• DATA EXTRACT

* * * * * * * * *

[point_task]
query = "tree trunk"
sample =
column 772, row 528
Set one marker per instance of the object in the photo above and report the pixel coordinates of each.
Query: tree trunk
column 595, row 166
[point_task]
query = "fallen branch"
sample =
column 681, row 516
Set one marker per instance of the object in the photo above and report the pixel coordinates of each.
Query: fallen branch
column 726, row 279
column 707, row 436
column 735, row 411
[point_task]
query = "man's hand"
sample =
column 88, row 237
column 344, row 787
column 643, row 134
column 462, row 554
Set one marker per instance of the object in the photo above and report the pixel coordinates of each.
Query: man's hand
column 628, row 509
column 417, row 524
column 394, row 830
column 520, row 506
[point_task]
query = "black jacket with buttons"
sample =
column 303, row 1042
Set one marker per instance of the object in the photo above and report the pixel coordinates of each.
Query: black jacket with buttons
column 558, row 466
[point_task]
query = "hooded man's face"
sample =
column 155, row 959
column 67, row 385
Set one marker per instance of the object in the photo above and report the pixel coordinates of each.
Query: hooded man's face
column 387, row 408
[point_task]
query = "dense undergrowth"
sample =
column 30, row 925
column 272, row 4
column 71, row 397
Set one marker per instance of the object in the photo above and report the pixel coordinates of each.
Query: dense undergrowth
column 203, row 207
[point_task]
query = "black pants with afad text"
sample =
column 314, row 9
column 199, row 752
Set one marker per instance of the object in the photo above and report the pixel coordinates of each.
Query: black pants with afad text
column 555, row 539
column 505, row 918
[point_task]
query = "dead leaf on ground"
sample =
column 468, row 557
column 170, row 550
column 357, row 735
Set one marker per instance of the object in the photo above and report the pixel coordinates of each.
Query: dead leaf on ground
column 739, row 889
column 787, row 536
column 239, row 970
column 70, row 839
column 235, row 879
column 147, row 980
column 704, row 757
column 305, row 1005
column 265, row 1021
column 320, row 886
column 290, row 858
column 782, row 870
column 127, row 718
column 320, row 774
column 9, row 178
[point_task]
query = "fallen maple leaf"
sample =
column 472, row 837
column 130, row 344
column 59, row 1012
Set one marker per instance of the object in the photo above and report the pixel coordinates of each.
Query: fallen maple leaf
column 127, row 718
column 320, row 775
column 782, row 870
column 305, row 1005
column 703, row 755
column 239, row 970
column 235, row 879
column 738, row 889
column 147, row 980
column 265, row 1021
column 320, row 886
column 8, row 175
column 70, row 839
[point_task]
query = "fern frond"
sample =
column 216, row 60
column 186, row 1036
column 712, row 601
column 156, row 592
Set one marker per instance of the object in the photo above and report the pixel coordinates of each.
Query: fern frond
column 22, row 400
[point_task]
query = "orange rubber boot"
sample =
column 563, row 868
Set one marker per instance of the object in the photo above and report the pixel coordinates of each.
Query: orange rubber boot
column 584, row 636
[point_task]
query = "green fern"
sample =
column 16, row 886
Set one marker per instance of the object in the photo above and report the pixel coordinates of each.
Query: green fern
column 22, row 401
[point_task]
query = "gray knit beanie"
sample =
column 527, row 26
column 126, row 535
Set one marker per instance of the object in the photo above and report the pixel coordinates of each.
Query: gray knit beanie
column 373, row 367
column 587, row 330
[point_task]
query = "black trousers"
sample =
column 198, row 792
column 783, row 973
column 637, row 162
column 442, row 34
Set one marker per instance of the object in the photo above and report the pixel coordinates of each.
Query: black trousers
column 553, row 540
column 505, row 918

* * * * * * * * *

• YOUR OBJECTIVE
Can you reprint all of the records above, line for line, with no changes?

• TASK SOLUTION
[point_task]
query = "tree trunk"
sample =
column 772, row 528
Set one marker per instance of the object in the photo above and report the pixel coordinates of each.
Query: tree trunk
column 595, row 166
[point_task]
query = "fallen branch"
sample =
column 681, row 516
Set one marker per instance of the object in the photo above and report the pixel coordinates of each.
Query: fallen branch
column 726, row 279
column 707, row 436
column 735, row 411
[point_task]
query = "man's hand"
sample =
column 88, row 237
column 344, row 787
column 643, row 134
column 462, row 554
Set one marker per instance of the object in the photo above and report the pixel coordinates of each.
Query: man's hand
column 628, row 509
column 417, row 524
column 394, row 830
column 520, row 506
[point_task]
query = "black jacket with buttons"
sample =
column 303, row 1042
Set one marker per instance of the object in the photo above and report the pixel coordinates of each.
Query: black jacket with buttons
column 558, row 466
[point_task]
query = "hooded man's face"
sample =
column 155, row 959
column 67, row 385
Set one marker per instance of the object in the photo above and report the pixel coordinates of each.
Query: hooded man's face
column 387, row 408
[point_task]
query = "dense undergrowth"
sample =
column 30, row 925
column 272, row 4
column 71, row 397
Set one marker per instance of the object in the photo above and report the pixel coordinates of each.
Query: dense undergrowth
column 203, row 207
[point_task]
query = "black pants with afad text"
sample =
column 314, row 9
column 199, row 752
Set one marker per instance of the object in the photo above and report the pixel coordinates of each.
Query: black pants with afad text
column 555, row 539
column 505, row 918
[point_task]
query = "dead leaf on ground"
sample =
column 468, row 557
column 170, row 550
column 357, row 735
Set one marker per instance of the object in the photo above and report the pixel coordinates of each.
Query: dead leaf on ground
column 739, row 889
column 787, row 536
column 239, row 970
column 70, row 839
column 235, row 879
column 147, row 980
column 704, row 757
column 305, row 1005
column 265, row 1021
column 320, row 886
column 290, row 858
column 782, row 870
column 127, row 718
column 320, row 774
column 9, row 178
[point_task]
query = "fallen maple leaf"
sample =
column 472, row 837
column 130, row 344
column 59, row 1012
Set one marker per instance of the object in the photo above and report the pixel coordinates of each.
Query: fallen maple leaf
column 127, row 718
column 320, row 775
column 782, row 870
column 305, row 1005
column 703, row 755
column 239, row 970
column 235, row 879
column 738, row 889
column 147, row 980
column 265, row 1021
column 320, row 886
column 8, row 175
column 70, row 839
[point_task]
query = "fern frond"
sample =
column 216, row 60
column 186, row 1036
column 712, row 601
column 156, row 592
Set one marker per instance of the object in the photo above and report the pixel coordinates of each.
Query: fern frond
column 22, row 400
[point_task]
query = "orange rubber boot"
sample =
column 563, row 868
Set one marker per instance of the object in the photo above and report the pixel coordinates of each.
Query: orange rubber boot
column 584, row 636
[point_task]
query = "green fern"
sample =
column 16, row 886
Set one marker per instance of the object in the photo above and report the pixel coordinates of each.
Query: green fern
column 22, row 401
[point_task]
query = "gray knit beanie"
sample =
column 527, row 26
column 126, row 535
Set one marker per instance of the object in the photo above and report the pixel coordinates of each.
Query: gray knit beanie
column 373, row 367
column 587, row 330
[point_task]
query = "black trousers"
sample =
column 198, row 792
column 783, row 973
column 637, row 162
column 442, row 34
Set one marker per instance of the object in the photo above and report the pixel coordinates of each.
Query: black trousers
column 553, row 540
column 505, row 918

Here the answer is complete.